Leggendo questo articolo su un importante quotidiano (clicca qui per vederlo) ieri, ripreso poi dal solito reticolo di testate e siti di vario ordine e grado, vi sarà sicuramente scappato l’occhio su una frasetta apparentemente buttata lì a rimorchio dell’affermazione principale, di poche parole, ma potenzialmente micidiale.
Vediamo.
Chi parla è Ilaria Capua, di cui tutti ormai sanno tutto e che ogni giorno è citata e ripresa.
Torniamo a noi. Nell’intervista si fa riferimento alla questione di cani e gatti potenziali fonte di ricontagio per gli umani, in quanto potrebbero fare da serbatoio del SARS-CoV-2 ricevuto dal contatto con il padrone e restituire il favore successivamente. Una questione serissima, portata all’attualità da alcuni casi allo studio riferiti da Hong Kong e dal Belgio.

Esercizio: Ricopia per intero il testo di studio, parola per parola. I dati provengono da un'altra fonte.

Dati forniti:
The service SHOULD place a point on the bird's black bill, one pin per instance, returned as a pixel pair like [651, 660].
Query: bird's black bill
...
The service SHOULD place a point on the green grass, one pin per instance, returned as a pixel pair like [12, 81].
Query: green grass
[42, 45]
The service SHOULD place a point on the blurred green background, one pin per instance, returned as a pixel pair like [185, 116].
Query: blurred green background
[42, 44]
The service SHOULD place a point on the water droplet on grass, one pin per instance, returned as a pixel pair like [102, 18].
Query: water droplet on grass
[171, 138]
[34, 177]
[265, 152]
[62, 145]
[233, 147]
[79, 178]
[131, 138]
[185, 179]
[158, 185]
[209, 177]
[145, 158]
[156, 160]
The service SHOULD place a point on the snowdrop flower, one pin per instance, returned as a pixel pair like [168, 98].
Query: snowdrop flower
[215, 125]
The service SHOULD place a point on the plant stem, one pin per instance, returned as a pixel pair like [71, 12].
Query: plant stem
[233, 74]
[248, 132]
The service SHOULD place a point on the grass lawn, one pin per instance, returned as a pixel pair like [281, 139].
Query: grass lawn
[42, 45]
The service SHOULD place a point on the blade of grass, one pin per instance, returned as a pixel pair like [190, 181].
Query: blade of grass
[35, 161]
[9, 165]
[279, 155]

Soluzione:
Leggendo questo articolo su un importante quotidiano (clicca qui per vederlo) ieri, ripreso poi dal solito reticolo di testate e siti di vario ordine e grado, vi sarà sicuramente scappato l’occhio su una frasetta apparentemente buttata lì a rimorchio dell’affermazione principale, di poche parole, ma potenzialmente micidiale.
Vediamo.
Chi parla è Ilaria Capua, di cui tutti ormai sanno tutto e che ogni giorno è citata e ripresa.
Torniamo a noi. Nell’intervista si fa riferimento alla questione di cani e gatti potenziali fonte di ricontagio per gli umani, in quanto potrebbero fare da serbatoio del SARS-CoV-2 ricevuto dal contatto con il padrone e restituire il favore successivamente. Una questione serissima, portata all’attualità da alcuni casi allo studio riferiti da Hong Kong e dal Belgio.